### WHAT TO DO
a. In the essay on living with grief, how many minutes of material does the writer say memorizing for a TED Talk would involve?
b. Duplicate the part of the essay on living with grief between "And there is" and "brain works now.", inclusive.

### GIVEN TEXT
+ + +
I cannot retain things the way I once could. Names, commitments, tasks, gone. Because I am operating under a sustained weight you cannot see.

My attention fractures without warning. I am often working harder than anyone around me realizes just to stay present in a conversation. Undistracted. Fighting to be exactly where I am.

Time moves strangely. April 2015 can feel closer than last Thursday. Planning ahead, following through, holding a calendar, all of it costs something that used to be automatic.

Grief still ambushes me without warning. A smell. A song playing somewhere. A laugh from across a room that sounds like hers. Fine and then not fine inside of thirty seconds. That is a rewired nervous system doing exactly what it was trained to do.

And there is a particular loneliness that comes with appearing functional. The stronger you get around the wound, the less people ask. Which means you carry more alone. Which means the gap between how you look and how you actually are keeps widening quietly.

Most people see the muscle. Almost nobody sees the wound underneath it.

What I have learned to stop fighting.

Someone asked me recently if I would do a TED Talk. I appreciated the question. Genuinely. But the honest answer is that the thought of memorizing seventeen minutes of material would paralyze me in a way that has nothing to do with confidence and everything to do with how my brain works now.

Ask me to sit across from someone and tell them about Maddie, about this work, about what I have seen in eleven years of carrying this. I’m completely comfortable. Put me in a podcast chair or an interview and I will give you everything I have. Off the cuff, unscripted, present. That is where I live now.

But I lose my train of thought. Mid-sentence, mid-story, mid-point. It happens.

I used to white-knuckle through it. The fear of losing the thread in front of people used to put the fear of God in me. Now I laugh when it happens. Not performing ease. Actually laughing. Because it is just who I am now, and I have stopped apologizing for it.

That is not nothing. That is eleven years of hard-won self-knowledge. Grief took some things from me that are not coming back. In return it gave me a clarity about how I actually work, what I am genuinely good at, and where I stop pretending otherwise.
+ + +
### RECORDED DATA
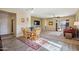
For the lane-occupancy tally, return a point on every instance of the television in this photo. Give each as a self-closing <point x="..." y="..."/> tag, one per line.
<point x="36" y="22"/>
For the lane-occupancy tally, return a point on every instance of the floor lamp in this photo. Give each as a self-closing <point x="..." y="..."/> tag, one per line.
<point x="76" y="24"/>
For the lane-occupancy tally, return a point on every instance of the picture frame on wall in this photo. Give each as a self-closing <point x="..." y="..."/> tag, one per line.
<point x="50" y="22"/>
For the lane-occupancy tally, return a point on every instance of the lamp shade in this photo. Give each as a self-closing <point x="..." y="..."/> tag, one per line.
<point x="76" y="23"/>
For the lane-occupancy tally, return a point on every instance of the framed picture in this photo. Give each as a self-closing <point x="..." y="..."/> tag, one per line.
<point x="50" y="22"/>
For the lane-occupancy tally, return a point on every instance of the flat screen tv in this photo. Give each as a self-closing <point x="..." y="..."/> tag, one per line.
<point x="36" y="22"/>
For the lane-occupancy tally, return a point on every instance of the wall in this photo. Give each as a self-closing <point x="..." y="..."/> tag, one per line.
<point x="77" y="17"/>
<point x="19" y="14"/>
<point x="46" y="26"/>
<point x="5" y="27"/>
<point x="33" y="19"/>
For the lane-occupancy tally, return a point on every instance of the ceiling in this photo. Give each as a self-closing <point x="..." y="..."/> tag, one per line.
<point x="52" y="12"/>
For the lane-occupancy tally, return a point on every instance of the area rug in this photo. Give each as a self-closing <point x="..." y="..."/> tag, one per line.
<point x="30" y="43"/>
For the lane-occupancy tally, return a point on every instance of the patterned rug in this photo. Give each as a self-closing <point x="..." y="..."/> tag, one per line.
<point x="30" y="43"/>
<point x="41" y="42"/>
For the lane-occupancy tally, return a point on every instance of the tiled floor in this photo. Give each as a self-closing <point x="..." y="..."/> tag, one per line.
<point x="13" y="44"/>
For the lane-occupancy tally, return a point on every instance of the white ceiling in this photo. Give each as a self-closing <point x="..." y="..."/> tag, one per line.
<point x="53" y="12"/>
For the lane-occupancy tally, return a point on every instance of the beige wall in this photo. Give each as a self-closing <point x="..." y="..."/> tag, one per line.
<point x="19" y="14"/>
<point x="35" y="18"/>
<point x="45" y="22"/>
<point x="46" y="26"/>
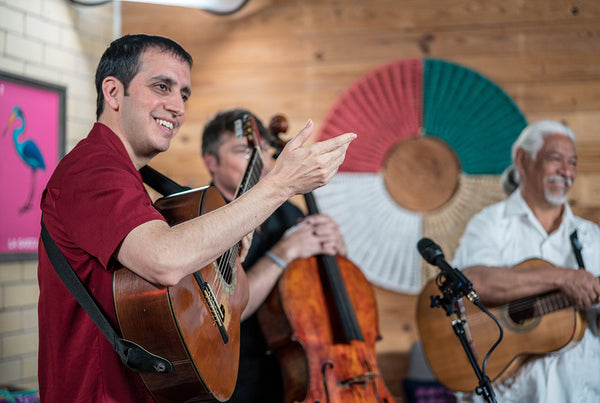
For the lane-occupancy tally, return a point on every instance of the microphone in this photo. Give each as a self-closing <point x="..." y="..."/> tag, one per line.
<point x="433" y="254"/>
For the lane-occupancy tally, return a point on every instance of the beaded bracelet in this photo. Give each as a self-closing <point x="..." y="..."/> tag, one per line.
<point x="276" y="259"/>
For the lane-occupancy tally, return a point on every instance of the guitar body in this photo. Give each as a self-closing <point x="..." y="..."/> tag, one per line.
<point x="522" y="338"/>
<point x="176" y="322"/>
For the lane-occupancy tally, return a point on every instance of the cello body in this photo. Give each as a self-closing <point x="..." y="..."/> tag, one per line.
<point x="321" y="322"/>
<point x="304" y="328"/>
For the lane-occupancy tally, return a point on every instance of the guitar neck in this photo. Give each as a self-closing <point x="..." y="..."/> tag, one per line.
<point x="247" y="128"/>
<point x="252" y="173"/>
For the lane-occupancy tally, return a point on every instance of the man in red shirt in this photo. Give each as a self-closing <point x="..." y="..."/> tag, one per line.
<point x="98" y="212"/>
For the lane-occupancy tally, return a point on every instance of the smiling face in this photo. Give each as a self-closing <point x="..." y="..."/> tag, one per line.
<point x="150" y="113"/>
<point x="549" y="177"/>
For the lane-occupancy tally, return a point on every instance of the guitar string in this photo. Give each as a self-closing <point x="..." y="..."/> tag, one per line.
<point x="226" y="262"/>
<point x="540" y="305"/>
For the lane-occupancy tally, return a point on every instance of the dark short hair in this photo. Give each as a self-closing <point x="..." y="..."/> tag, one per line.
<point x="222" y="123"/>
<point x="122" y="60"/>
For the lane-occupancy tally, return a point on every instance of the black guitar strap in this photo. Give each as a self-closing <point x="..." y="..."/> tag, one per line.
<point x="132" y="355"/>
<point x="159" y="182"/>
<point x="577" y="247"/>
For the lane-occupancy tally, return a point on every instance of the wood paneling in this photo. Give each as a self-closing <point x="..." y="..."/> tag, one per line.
+ + +
### SOLUTIONS IN ORDER
a. Seventeen minutes.

b.
And there is a particular loneliness that comes with appearing functional. The stronger you get around the wound, the less people ask. Which means you carry more alone. Which means the gap between how you look and how you actually are keeps widening quietly.

Most people see the muscle. Almost nobody sees the wound underneath it.

What I have learned to stop fighting.

Someone asked me recently if I would do a TED Talk. I appreciated the question. Genuinely. But the honest answer is that the thought of memorizing seventeen minutes of material would paralyze me in a way that has nothing to do with confidence and everything to do with how my brain works now.